(Input data begins)
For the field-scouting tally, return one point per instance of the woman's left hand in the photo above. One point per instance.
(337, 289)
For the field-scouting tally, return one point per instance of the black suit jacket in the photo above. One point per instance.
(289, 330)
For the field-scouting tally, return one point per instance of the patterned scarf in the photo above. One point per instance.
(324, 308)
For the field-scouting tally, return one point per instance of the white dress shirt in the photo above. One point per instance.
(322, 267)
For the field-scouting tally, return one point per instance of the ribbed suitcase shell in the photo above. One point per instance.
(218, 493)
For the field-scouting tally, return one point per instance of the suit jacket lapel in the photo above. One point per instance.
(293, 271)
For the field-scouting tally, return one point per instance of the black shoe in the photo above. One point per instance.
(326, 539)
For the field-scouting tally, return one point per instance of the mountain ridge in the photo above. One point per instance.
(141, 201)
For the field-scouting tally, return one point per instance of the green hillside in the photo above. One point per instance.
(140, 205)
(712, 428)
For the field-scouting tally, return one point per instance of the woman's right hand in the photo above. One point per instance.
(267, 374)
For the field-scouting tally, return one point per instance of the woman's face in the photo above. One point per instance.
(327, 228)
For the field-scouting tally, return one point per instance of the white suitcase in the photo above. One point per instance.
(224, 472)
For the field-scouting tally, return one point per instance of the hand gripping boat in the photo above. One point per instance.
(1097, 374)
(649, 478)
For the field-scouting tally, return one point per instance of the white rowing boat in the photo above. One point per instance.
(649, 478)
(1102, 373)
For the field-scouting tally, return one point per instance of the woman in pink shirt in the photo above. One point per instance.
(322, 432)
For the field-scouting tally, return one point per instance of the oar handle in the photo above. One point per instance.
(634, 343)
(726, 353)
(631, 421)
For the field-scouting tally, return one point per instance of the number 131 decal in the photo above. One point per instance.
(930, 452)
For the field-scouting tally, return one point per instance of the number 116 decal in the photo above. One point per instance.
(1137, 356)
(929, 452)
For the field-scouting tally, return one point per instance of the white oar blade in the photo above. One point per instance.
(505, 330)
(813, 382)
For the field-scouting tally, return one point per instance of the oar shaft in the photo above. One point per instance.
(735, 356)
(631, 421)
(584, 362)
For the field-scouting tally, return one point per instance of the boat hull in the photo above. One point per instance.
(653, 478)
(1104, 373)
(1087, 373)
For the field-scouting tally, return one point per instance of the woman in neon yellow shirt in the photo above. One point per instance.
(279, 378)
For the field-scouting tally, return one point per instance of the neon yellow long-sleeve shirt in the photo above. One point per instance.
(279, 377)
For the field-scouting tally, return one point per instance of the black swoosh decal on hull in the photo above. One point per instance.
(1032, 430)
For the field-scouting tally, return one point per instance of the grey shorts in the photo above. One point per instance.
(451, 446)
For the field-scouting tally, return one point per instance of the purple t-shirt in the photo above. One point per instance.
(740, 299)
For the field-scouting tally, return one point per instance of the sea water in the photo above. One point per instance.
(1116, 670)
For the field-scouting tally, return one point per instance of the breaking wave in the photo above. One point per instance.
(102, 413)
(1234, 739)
(Input data ends)
Copy out the entire material exactly.

Reply to the task:
For the field-scouting tally, return one point per instance of the woman's left hand in the photo above. One point per instance.
(337, 289)
For the field-scouting tally, return one point per instance of the black suit jacket in the photo above. One point per instance.
(289, 330)
For the field-scouting tally, return one point per instance of the patterned scarf in the photo above. One point per instance.
(324, 308)
For the field-scouting tally, return one point per instance of the white dress shirt in the photo above. One point per instance.
(322, 267)
For the field-scouting tally, return one point per instance of the ribbed suitcase shell in the photo above. One point per instance.
(218, 493)
For the field-scouting tally, return one point per instance of the suit jacket lapel in the photo above. One point per instance.
(293, 271)
For the field-scouting tally, return one point per instance of the black shoe in the photo above. One point per instance.
(326, 539)
For the field-scouting tally, return one point per instance of the mountain ridge in the photo above. One point per instance.
(141, 201)
For the field-scouting tally, return one point per instance of the green hillside in the photo above. One point per instance.
(140, 205)
(712, 428)
For the field-scouting tally, return one point per instance of the woman's right hand in the photo above. One point per instance.
(267, 374)
For the field-scouting tally, return one point per instance of the woman's face in the photo above. One point per instance.
(327, 228)
For the field-scouting tally, return one point per instance of the white suitcase in the photo above. One point per instance.
(224, 472)
For the field-scouting tally, return one point per instance of the hand gripping boat in the photo above. One point per instance.
(1097, 374)
(649, 478)
For the field-scouting tally, return one point per instance of the white rowing boat in the photo above. One point per instance.
(649, 478)
(1102, 373)
For the field-scouting tally, return one point per instance of the woman in pink shirt in the photo above. One point per instance.
(322, 432)
For the field-scouting tally, return one point per instance of the oar handle in the photo above. One point per instance.
(634, 343)
(726, 353)
(631, 421)
For the field-scouting tally, return one point per instance of the number 131 decal in the photo above. One point per instance.
(930, 452)
For the field-scouting tally, return one point per instance of the number 116 decal in the photo above. One point per instance.
(1137, 356)
(929, 452)
For the field-scouting tally, return one point per instance of the white oar blade in the photo above. One point per instance.
(505, 330)
(813, 382)
For the field-scouting tally, return one point per instance of the oar shaft in the photo above. One point per instance.
(735, 356)
(631, 421)
(584, 362)
For the field-scouting tally, return one point per instance of the boat hull in the photo above. One point per instance.
(653, 478)
(1104, 373)
(1087, 373)
For the field-scouting tally, return one point per instance of the woman in neon yellow shirt in the photo above. One point per instance.
(279, 378)
For the field-scouting tally, return one point per instance of the neon yellow long-sleeve shirt in the photo above. One point per instance.
(279, 377)
For the field-scouting tally, return one point per instance of the black swoosh decal on hull in the photo above. One point per instance.
(1032, 430)
For the field-scouting tally, return one point per instance of the grey shorts in the photo above. One point per instance.
(451, 446)
For the field-scouting tally, return one point per instance of the purple t-shirt in the photo above. One point per instance.
(740, 299)
For the field-scouting tally, return one point per instance of the sea water in the photo above. One point per instance.
(1116, 670)
For the field-scouting tally, return one point per instance of the breaking wave in the photo above. One point per instance.
(102, 413)
(1234, 739)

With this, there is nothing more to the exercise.